* begin *

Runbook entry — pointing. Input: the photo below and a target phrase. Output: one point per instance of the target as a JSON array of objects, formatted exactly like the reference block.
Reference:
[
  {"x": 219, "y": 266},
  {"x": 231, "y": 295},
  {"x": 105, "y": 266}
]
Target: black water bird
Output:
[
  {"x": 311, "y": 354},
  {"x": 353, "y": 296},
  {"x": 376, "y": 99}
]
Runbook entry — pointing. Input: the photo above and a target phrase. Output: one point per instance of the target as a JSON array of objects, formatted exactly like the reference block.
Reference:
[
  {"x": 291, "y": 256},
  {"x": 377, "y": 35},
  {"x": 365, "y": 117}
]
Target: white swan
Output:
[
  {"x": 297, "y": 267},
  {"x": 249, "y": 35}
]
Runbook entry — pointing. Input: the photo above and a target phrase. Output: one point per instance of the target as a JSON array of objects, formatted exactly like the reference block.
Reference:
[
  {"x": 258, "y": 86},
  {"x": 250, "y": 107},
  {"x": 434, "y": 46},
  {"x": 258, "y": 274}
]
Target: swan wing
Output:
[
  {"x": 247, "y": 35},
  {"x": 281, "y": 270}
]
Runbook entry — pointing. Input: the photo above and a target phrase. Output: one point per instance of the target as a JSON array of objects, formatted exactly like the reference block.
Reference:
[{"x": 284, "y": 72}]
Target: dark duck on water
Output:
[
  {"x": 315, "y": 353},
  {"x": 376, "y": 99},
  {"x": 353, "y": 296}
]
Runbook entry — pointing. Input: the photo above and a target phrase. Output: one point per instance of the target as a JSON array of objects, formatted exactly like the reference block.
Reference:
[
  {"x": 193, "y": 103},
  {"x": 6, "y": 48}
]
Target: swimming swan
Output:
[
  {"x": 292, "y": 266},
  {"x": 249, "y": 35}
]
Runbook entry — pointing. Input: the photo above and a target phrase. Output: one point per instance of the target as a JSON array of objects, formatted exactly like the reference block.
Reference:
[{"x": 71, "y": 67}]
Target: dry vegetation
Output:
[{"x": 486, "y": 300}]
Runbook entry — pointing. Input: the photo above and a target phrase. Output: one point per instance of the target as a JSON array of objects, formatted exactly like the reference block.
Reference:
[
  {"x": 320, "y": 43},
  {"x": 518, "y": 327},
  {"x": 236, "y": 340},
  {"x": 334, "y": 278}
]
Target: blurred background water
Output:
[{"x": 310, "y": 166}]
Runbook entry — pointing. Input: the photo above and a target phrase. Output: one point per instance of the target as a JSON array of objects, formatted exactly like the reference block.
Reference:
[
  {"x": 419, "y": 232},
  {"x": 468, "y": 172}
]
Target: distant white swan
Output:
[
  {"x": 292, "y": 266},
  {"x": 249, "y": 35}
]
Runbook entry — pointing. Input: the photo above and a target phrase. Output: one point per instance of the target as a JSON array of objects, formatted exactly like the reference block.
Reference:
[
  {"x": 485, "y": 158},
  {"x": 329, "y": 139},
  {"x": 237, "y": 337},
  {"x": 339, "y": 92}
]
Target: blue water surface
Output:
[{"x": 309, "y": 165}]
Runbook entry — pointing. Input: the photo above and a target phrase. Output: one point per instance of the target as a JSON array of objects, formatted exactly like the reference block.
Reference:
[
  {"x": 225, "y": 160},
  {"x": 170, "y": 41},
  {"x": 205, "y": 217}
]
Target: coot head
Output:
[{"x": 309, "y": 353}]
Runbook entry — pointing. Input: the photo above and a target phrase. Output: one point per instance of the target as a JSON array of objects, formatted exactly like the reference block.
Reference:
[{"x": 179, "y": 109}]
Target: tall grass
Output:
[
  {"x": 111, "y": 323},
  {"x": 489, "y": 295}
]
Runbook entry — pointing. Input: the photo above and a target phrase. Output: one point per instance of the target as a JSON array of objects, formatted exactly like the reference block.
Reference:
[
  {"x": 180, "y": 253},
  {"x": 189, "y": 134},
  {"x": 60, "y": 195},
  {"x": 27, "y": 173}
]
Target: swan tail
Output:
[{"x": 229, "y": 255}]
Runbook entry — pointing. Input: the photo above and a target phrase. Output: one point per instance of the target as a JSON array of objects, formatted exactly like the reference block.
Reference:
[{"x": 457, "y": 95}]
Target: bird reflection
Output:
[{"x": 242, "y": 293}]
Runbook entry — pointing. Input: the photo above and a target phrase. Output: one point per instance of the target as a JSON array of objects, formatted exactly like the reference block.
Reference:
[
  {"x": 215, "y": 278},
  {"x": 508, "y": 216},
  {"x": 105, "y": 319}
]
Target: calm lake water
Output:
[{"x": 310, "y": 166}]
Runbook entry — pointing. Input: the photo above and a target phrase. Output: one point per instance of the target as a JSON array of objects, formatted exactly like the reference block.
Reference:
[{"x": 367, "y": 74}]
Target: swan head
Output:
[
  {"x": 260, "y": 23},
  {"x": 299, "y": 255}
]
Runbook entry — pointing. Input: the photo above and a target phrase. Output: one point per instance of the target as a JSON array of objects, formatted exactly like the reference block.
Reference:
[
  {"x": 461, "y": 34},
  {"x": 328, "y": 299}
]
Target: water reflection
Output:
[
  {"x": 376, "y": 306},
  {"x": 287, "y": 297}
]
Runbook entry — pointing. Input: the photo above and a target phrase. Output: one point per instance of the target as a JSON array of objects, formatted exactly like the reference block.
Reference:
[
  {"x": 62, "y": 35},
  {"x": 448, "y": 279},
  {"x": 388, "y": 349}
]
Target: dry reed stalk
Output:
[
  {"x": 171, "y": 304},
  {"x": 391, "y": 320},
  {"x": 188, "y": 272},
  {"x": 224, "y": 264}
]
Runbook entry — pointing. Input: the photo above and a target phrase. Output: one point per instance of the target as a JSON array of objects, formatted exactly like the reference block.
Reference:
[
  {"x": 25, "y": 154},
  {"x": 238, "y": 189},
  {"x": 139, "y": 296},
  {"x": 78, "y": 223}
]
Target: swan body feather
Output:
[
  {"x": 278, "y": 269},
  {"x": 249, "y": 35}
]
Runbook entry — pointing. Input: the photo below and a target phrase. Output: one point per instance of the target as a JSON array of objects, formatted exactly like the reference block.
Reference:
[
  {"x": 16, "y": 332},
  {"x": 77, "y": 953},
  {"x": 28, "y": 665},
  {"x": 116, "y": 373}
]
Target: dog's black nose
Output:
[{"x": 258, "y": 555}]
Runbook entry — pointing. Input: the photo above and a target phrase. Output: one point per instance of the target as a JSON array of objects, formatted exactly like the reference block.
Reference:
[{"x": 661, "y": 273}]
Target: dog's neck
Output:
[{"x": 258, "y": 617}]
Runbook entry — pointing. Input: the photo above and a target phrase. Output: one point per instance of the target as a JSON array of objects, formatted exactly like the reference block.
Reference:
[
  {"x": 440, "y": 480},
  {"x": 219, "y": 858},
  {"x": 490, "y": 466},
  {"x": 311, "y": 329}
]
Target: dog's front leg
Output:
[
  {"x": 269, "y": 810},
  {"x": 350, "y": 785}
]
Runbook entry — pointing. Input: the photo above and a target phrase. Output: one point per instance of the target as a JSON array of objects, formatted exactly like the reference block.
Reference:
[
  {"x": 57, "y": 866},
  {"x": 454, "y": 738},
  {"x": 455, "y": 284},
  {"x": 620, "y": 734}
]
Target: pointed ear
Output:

* end *

- PROBLEM STATEMENT
Print the records once more, exactly as they were given.

- FINAL RESULT
Runbook entry — pointing. Input: the photo below and a target phrase. Output: one point per instance of the target as a JSON array of objects, formatted exactly like the reference block.
Reference:
[
  {"x": 219, "y": 266},
  {"x": 231, "y": 295},
  {"x": 105, "y": 266}
]
Target: black water bird
Output:
[
  {"x": 311, "y": 354},
  {"x": 353, "y": 296},
  {"x": 376, "y": 99}
]
Runbook entry — pointing. Input: the photo above and a target phrase. Output: one point per instance of the target as a JSON array of objects, formatted exactly like the reference block.
Reference:
[
  {"x": 291, "y": 256},
  {"x": 377, "y": 35},
  {"x": 365, "y": 117}
]
Target: white swan
Output:
[
  {"x": 297, "y": 267},
  {"x": 249, "y": 35}
]
Runbook entry — pointing. Input: the photo above and a target phrase. Output: one point per instance of the target as a JSON array of objects, formatted exactly like the reference block.
Reference:
[
  {"x": 258, "y": 86},
  {"x": 250, "y": 107},
  {"x": 434, "y": 46},
  {"x": 258, "y": 274}
]
Target: swan wing
Output:
[
  {"x": 247, "y": 35},
  {"x": 281, "y": 270}
]
Runbook entry — pointing. Input: the photo above and a target phrase. Output: one point per instance of the target as a JSON array of objects, formatted exactly like the reference block.
Reference:
[{"x": 284, "y": 72}]
Target: dark duck on water
Output:
[
  {"x": 315, "y": 353},
  {"x": 376, "y": 99},
  {"x": 353, "y": 296}
]
Runbook entry — pointing. Input: the photo above and a target phrase. Output: one point per instance of the target as a JSON array of objects, formatted exactly like the reference block.
Reference:
[
  {"x": 193, "y": 103},
  {"x": 6, "y": 48}
]
Target: swimming swan
Output:
[
  {"x": 292, "y": 266},
  {"x": 249, "y": 35}
]
Runbook entry — pointing. Input: the photo above and a target phrase. Output: one point per instance of the target as a JSON array of objects, formatted exactly like the reference block.
Reference:
[{"x": 71, "y": 67}]
Target: dry vegetation
Output:
[{"x": 486, "y": 300}]
Runbook entry — pointing. Input: the photo above and a target phrase. Output: one point per instance of the target as a JSON array of objects, formatted exactly like the reference block.
Reference:
[
  {"x": 320, "y": 43},
  {"x": 518, "y": 327},
  {"x": 236, "y": 340},
  {"x": 334, "y": 278}
]
Target: blurred background water
Output:
[{"x": 310, "y": 166}]
Runbook entry — pointing. Input: the photo above and a target phrase. Output: one point per instance of the target as a JSON array of objects, formatted exactly like the reference block.
Reference:
[
  {"x": 419, "y": 232},
  {"x": 468, "y": 172}
]
Target: distant white swan
Output:
[
  {"x": 292, "y": 266},
  {"x": 249, "y": 35}
]
Runbook entry — pointing. Input: the photo above and a target phrase. Output: one point per instance of the target as a JSON array of objects, formatted exactly like the reference block.
Reference:
[
  {"x": 485, "y": 158},
  {"x": 329, "y": 139},
  {"x": 237, "y": 337},
  {"x": 339, "y": 92}
]
Target: blue water surface
Output:
[{"x": 309, "y": 165}]
Runbook entry — pointing. Input: the photo above and a target phrase. Output: one point per instance of the target as a JSON array of objects, formatted exactly like the reference block.
Reference:
[
  {"x": 225, "y": 160},
  {"x": 170, "y": 41},
  {"x": 205, "y": 217}
]
Target: coot head
Output:
[{"x": 309, "y": 353}]
Runbook entry — pointing. Input: the photo above and a target phrase. Output: one point per instance of the target as a JSON array of objects, formatted exactly like the reference block.
Reference:
[{"x": 179, "y": 109}]
Target: tall grass
Output:
[
  {"x": 111, "y": 323},
  {"x": 489, "y": 295}
]
Runbook entry — pointing. Input: the photo above and a target phrase. Output: one point per instance of the target as a JSON array of objects, formatted exactly like the reference block.
Reference:
[
  {"x": 180, "y": 253},
  {"x": 189, "y": 134},
  {"x": 60, "y": 195},
  {"x": 27, "y": 173}
]
Target: swan tail
Output:
[{"x": 229, "y": 255}]
Runbook entry — pointing. Input: the photo above and a target phrase. Output: one point per instance of the target as a JSON array of objects, formatted exactly like the reference block.
Reference:
[{"x": 457, "y": 95}]
Target: bird reflection
Output:
[{"x": 242, "y": 293}]
Runbook entry — pointing. Input: the photo above and a target phrase. Output: one point per instance of the target as a JSON array of objects, formatted exactly like the reference block.
Reference:
[
  {"x": 215, "y": 278},
  {"x": 508, "y": 216},
  {"x": 105, "y": 319}
]
Target: calm lake water
Output:
[{"x": 310, "y": 166}]
Runbook entry — pointing. Input: the photo above and a target phrase. Output: one point per instance of the target as a JSON array of objects, formatted exactly like the reference block.
Reference:
[{"x": 367, "y": 74}]
Target: swan head
Output:
[
  {"x": 260, "y": 23},
  {"x": 299, "y": 255}
]
Runbook entry — pointing. Input: the photo above and a target phrase. Output: one point per instance of the target as a JSON array of objects, formatted exactly like the reference block.
Reference:
[
  {"x": 461, "y": 34},
  {"x": 328, "y": 299}
]
Target: water reflection
Output:
[
  {"x": 376, "y": 306},
  {"x": 287, "y": 297}
]
Runbook entry — pointing. Input: the photo above and a target phrase. Output: one point per instance of the target as a JSON array of objects, formatted exactly like the reference block.
Reference:
[
  {"x": 62, "y": 35},
  {"x": 448, "y": 279},
  {"x": 388, "y": 349}
]
Target: dry reed stalk
Output:
[
  {"x": 171, "y": 304},
  {"x": 391, "y": 320},
  {"x": 188, "y": 272},
  {"x": 224, "y": 264}
]
Runbook entry — pointing. Input: the photo above and a target phrase. Output: one point per instance of the target as a JSON array of objects, formatted exactly like the reference block.
Reference:
[
  {"x": 25, "y": 154},
  {"x": 238, "y": 189},
  {"x": 139, "y": 296},
  {"x": 78, "y": 223}
]
Target: swan body feather
Output:
[
  {"x": 278, "y": 269},
  {"x": 249, "y": 35}
]
Runbook entry — pointing. Input: the photo below and a target phrase. Output: one point per instance of the target as a JSON array of objects, formatted exactly like the reference block.
Reference:
[
  {"x": 16, "y": 332},
  {"x": 77, "y": 953},
  {"x": 28, "y": 665},
  {"x": 116, "y": 373}
]
Target: dog's black nose
Output:
[{"x": 258, "y": 555}]
Runbook entry — pointing. Input: the photo above and a target phrase. Output: one point per instance of the target as a JSON array of objects, formatted exactly like the reference block.
Reference:
[{"x": 661, "y": 273}]
Target: dog's neck
Output:
[{"x": 258, "y": 617}]
Runbook entry — pointing. Input: the photo above and a target phrase. Output: one point per instance of the target as a JSON array of objects, formatted exactly like the reference block.
Reference:
[
  {"x": 440, "y": 480},
  {"x": 219, "y": 858},
  {"x": 490, "y": 466},
  {"x": 311, "y": 329}
]
Target: dog's front leg
Output:
[
  {"x": 269, "y": 810},
  {"x": 350, "y": 785}
]
Runbook entry — pointing. Input: the photo above and a target phrase. Output: one point per instance of the target as a JSON array of objects, formatted exactly like the reference block.
Reference:
[
  {"x": 57, "y": 866},
  {"x": 454, "y": 738},
  {"x": 455, "y": 284},
  {"x": 620, "y": 734}
]
Target: pointed ear
Output:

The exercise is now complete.